## PASSAGE SHOWN
Let's say you are launching a complex amphibious invasion of an enemy-held continent in, oh, 1944 or so. You storm ashore in style, naval, land, and air assets working in full harmony, catching your opponent by surprise and brushing aside his weak attempts to stop you. On D-Day alone, you land 94,000 men and over 11,000 vehicles—an amazing achievement by any standard. Friendly casualties are minimal, and by day two your troops have pushed nearly twenty miles inland. The enemy is confused, on the run. In less than two weeks you manage to seize the largest port in your theater, a target of strategic importance that you had originally scheduled for D+40. Soon after that, you land not merely your initial assault corps, but an entire army, and then a complete army group—a massive and irresistible mechanized force that drives the beaten enemy back to his own borders and beyond. Your operation is a complete and utter triumph.

And ever since, the world has yawned.

As a card-carrying military historian™, I have to admit: I am puzzled. Clearly, we should be falling all over ourselves with enthusiasm. We should be devising new superlatives, shouting phrases like "brilliantly conceived!" and "perfectly executed!" and "Napoleonic!" We should be handing out medals all around, reserving spots in our general's hall of fame, and writing book after book about the operational and strategic lessons of this magnificent campaign. Military historians tend to be enthusiastic by nature, and there is nothing we like more than a decisive victory.

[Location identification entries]
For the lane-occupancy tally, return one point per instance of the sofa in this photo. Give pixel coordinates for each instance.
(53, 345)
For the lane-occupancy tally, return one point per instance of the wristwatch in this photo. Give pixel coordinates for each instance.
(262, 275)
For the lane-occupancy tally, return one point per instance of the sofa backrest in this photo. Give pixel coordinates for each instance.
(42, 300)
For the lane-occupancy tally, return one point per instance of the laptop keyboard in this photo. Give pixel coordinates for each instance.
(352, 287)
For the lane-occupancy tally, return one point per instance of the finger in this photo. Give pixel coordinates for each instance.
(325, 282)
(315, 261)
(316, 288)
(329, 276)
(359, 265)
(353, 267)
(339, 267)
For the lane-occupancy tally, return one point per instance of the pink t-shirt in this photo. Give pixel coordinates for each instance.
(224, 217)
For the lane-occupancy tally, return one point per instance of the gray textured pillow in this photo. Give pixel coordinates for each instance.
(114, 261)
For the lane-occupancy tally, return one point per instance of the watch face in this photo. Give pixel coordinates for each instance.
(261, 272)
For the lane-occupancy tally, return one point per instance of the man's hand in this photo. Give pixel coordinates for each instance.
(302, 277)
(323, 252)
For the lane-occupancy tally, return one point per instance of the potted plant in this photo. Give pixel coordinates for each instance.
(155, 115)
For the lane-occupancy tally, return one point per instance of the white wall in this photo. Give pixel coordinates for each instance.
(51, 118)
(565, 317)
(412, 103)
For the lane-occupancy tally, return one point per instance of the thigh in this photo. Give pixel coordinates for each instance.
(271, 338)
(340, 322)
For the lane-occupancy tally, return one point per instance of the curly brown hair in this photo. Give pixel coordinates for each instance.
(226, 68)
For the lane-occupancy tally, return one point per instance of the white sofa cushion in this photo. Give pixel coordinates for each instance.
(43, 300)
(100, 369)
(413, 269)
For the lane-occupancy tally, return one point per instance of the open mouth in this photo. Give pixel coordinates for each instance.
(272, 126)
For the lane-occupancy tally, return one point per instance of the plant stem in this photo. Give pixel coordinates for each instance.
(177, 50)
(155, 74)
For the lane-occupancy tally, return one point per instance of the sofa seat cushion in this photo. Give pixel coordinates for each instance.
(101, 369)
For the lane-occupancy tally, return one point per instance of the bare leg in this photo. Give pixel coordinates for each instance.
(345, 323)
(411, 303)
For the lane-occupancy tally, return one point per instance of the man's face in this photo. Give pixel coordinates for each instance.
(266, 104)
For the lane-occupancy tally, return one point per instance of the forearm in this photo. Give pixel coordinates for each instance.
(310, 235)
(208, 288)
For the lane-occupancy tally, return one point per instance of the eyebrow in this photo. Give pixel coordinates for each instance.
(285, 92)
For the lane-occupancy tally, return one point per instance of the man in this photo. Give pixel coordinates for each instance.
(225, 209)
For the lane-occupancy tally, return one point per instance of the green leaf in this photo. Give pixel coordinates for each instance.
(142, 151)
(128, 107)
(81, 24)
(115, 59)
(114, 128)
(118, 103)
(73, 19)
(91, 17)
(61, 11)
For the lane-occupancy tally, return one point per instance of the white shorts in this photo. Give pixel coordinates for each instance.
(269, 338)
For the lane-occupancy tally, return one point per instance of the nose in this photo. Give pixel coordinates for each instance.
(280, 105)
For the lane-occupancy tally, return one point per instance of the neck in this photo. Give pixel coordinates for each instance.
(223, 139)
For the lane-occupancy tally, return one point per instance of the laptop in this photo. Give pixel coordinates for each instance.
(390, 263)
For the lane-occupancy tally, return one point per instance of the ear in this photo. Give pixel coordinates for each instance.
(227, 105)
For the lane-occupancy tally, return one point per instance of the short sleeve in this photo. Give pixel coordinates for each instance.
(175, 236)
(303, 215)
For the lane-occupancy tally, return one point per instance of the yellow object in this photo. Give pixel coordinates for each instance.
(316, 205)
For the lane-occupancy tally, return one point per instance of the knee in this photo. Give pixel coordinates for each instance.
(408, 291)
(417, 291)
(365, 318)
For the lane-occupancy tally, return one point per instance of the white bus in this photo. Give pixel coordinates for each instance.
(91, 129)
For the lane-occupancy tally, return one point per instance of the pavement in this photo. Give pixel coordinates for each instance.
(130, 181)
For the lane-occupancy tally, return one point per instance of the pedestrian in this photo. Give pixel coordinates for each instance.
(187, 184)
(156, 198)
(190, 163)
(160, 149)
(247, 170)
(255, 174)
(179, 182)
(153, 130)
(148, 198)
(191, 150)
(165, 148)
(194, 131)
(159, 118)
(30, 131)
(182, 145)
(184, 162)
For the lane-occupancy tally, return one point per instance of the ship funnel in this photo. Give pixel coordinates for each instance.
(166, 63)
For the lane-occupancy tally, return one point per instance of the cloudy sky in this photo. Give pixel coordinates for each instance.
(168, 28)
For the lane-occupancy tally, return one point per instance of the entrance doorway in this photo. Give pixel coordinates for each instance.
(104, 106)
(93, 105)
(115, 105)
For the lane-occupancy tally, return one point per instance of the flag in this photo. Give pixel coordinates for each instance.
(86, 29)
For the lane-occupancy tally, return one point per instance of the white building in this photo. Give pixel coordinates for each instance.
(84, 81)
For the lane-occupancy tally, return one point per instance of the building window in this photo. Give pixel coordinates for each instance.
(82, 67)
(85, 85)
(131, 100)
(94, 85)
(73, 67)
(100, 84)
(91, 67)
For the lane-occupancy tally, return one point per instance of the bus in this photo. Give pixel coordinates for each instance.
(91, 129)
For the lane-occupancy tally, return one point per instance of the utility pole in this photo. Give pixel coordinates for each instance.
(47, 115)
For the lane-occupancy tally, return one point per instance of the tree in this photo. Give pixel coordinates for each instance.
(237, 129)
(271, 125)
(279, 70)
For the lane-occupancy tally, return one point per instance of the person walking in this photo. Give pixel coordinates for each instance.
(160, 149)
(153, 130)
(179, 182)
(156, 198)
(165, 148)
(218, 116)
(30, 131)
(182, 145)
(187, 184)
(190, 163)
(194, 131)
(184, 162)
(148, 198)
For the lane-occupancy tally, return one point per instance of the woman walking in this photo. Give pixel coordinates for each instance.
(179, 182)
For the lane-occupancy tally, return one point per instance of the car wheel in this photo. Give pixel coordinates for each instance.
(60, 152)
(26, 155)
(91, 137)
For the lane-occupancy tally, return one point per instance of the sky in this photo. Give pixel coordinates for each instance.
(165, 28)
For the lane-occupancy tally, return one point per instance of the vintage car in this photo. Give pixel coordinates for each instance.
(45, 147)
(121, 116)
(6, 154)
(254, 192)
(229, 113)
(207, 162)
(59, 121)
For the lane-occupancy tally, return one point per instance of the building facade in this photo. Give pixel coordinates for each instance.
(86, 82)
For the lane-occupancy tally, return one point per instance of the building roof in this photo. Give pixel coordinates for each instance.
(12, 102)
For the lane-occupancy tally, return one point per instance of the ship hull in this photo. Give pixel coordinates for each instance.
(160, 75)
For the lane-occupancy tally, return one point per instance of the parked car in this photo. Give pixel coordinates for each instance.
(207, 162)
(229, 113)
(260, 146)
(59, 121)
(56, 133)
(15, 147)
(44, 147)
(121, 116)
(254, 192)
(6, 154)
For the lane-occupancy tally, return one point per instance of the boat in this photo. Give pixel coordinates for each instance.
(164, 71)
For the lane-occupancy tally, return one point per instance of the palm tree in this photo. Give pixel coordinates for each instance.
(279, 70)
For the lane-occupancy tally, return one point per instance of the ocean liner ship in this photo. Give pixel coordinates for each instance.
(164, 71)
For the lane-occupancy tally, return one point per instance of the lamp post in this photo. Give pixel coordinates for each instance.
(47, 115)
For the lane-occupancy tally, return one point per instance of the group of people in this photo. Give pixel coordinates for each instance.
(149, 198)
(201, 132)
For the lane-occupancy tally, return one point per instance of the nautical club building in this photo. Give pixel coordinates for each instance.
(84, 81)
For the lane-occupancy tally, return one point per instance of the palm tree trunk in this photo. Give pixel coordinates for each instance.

## EXERCISE BRIEF
Answer from the invasion passage:
(a) How many men were landed on D-Day alone?
(b) For what day had the capture of the largest port originally been scheduled?
(c) What do military historians like more than anything, according to the writer?

## PROBLEM SOLUTION
(a) 94,000 men
(b) D+40
(c) A decisive victory